**Required actions:**
(1) According to the page on incident response runbooks below, in what format and directory should the generated runbooks be saved?
(2) Extend the page on incident response runbooks below by writing what comes after its last sentence.

**Quoted passage:**
"""

Workflows advanced

Generate Incident Response Runbooks with Claude

Have Claude analyze your infrastructure and codebase to produce runbooks for common failure modes, complete with diagnostic commands.

March 16, 2026

When things break at 3am, nobody wants to think from first principles. Generate runbooks in advance.

Generate from Your Codebase

Analyze our infrastructure code in terraform/ and our services in src/.
For each service, generate a runbook covering:
1. Health check endpoints and how to verify they work
2. Common failure modes (DB connection, memory, disk)
3. Diagnostic commands to run for each failure
4. Recovery steps
5. Escalation criteria

Output as markdown files in docs/runbooks/.

"""

**Referring expression data based on photos:**
"""

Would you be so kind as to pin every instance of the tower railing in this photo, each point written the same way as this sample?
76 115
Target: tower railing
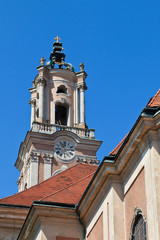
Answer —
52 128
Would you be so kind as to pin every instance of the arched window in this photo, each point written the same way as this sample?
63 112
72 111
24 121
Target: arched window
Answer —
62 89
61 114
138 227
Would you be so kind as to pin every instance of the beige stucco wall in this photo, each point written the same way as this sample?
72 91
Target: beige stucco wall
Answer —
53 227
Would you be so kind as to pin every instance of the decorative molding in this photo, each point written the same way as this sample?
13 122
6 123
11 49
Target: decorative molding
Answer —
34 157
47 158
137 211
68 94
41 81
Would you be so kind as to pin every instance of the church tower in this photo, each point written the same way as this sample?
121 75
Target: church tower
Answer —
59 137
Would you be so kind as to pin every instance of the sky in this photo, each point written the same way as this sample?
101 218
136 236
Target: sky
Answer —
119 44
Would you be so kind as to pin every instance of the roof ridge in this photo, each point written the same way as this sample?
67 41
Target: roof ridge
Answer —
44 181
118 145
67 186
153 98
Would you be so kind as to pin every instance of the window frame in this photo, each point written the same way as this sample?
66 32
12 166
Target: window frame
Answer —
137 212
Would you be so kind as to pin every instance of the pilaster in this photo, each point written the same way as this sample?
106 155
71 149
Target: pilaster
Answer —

"""
"""

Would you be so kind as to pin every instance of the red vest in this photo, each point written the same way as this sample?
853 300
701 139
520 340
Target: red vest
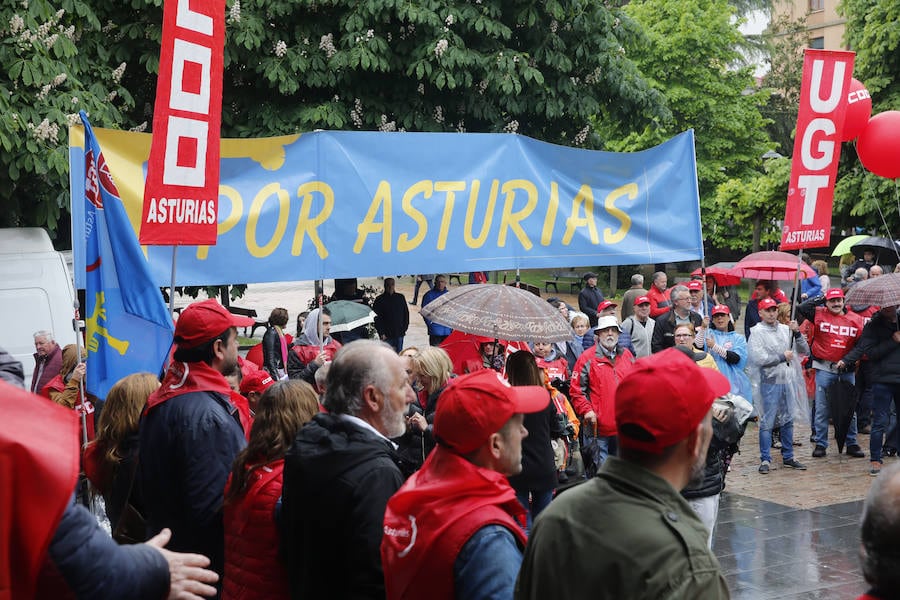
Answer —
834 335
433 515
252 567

"""

**Results by task:**
(1) As markdown files in docs/runbooks/.

(2)
Template Structure

Claude generates runbooks like this:

# API Service Runbook

## Health Check
curl https://api.example.com/health

## Symptoms: 5xx Spike
1. Check pod status: `kubectl get pods -l app=api`
2. Check recent deploys: `kubectl rollout history deployment/api`
3. Check DB connections: `kubectl exec -it api-pod -- pg_isready`
4. If DB unreachable: check `terraform/rds.tf` for config

## Recovery: Rollback
kubectl rollout undo deployment/api

## Escalation
If not resolved in 15min, page the on-call SRE.

Keep Them Updated

Compare docs/runbooks/ against the current infrastructure code.
Flag any runbooks that reference services, commands, or configs
that no longer exist. Update them.

Tip

Store runbooks in the repo alongside the code they describe. When the code changes, Claude can update the runbook in the same PR.